**** RECORDS FOR PROCESSING

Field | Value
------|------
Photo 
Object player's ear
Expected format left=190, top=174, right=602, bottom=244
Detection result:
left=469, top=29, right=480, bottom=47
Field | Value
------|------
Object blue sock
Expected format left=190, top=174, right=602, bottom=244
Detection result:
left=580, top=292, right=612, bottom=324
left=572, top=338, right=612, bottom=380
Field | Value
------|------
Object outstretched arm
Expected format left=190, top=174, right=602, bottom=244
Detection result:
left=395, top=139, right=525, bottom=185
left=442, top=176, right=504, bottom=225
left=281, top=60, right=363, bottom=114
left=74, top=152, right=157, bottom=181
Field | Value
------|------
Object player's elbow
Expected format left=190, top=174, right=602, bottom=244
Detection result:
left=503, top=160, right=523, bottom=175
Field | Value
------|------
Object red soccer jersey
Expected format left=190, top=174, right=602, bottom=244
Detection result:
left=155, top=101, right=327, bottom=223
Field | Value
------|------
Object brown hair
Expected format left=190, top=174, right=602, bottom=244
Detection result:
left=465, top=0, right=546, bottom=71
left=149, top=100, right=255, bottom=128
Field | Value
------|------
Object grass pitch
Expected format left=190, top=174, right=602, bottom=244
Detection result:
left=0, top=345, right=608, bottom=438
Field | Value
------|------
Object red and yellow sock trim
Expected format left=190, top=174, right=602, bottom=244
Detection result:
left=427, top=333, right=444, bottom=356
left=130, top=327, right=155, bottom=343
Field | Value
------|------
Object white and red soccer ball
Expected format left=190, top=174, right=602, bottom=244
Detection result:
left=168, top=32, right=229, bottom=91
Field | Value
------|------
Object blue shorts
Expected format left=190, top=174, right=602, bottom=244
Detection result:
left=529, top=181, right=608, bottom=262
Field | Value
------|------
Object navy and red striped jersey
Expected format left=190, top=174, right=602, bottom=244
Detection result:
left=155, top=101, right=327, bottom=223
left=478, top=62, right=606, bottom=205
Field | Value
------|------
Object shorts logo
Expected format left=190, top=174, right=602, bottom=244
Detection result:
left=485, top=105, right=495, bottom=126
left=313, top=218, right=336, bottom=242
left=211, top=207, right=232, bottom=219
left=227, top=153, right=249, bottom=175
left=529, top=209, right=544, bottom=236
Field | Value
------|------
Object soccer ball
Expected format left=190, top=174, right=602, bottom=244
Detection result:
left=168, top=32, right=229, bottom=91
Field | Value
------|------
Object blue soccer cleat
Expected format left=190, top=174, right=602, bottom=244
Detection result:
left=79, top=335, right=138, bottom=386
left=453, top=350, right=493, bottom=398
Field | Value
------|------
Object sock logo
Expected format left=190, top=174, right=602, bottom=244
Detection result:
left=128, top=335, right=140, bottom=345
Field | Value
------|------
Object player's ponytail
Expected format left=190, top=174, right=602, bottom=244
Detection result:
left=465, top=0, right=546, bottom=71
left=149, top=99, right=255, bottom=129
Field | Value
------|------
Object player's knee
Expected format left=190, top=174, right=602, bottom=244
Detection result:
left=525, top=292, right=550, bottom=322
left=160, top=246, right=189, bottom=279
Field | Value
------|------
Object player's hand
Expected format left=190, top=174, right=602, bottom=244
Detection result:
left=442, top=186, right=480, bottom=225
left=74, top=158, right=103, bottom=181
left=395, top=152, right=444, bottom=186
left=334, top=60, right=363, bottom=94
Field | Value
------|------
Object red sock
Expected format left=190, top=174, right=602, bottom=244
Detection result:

********

**TASK REQUIREMENTS:**
Reproduce the entries word for word, from their first line through the line that contains "left=469, top=29, right=480, bottom=47", including both of those lines.

**FINISHED EXERCISE:**
Field | Value
------|------
Photo 
Object player's ear
Expected format left=190, top=174, right=602, bottom=244
Detection result:
left=469, top=29, right=480, bottom=47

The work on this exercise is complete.